WRITTEN REQUEST
Rewrite the listing as a Markdown table with the columns "Row" and "Line", one numbered row per line, skipping blank lines and leaving out the pictures. Start with the line containing "Provide the segmentation of every instance of the bare" and continue through the line containing "248 20 L 252", and include nothing else.

======== MATERIAL FOR THIS TASK ========

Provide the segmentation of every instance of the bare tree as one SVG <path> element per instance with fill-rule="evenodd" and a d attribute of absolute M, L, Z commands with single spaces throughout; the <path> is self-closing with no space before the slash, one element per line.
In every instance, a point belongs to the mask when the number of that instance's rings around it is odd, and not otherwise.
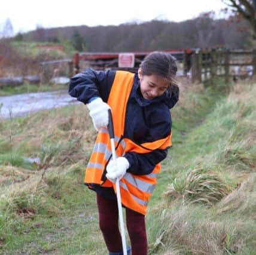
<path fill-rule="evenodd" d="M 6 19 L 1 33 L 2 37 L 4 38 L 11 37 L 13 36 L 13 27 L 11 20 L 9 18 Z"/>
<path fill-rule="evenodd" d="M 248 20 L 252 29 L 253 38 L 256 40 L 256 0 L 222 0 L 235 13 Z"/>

========
======== MATERIAL FOR THIS TASK ========

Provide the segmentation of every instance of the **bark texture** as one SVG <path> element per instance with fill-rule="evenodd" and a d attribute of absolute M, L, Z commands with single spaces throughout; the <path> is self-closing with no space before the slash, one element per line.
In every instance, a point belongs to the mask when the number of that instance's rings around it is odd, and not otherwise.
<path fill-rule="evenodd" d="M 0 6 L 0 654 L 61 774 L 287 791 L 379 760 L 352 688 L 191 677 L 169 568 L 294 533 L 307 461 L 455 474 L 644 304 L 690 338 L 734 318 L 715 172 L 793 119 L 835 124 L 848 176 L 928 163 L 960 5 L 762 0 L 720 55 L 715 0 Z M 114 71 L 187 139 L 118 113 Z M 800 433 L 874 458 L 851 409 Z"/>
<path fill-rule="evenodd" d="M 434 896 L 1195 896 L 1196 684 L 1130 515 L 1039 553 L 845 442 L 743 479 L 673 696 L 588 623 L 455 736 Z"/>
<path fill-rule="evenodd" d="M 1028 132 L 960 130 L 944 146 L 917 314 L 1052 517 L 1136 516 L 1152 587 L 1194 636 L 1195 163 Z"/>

========

ANSWER FOR THE TASK
| Row | Line |
|---|---|
| 1 | Provide the segmentation of every instance of the bare tree as one SVG <path> element per instance with fill-rule="evenodd" and a d attribute of absolute M, L, Z commands with single spaces throughout; the <path> is self-closing with no space before the slash, one element per line. |
| 2 | In every instance, a point belongs to the mask when the number of that instance's rings around it is odd, and not otherwise. |
| 3 | <path fill-rule="evenodd" d="M 6 19 L 1 33 L 2 37 L 4 38 L 11 37 L 13 36 L 13 27 L 11 20 L 9 18 Z"/> |
| 4 | <path fill-rule="evenodd" d="M 248 20 L 252 29 L 253 38 L 256 40 L 256 0 L 222 0 L 235 13 Z"/> |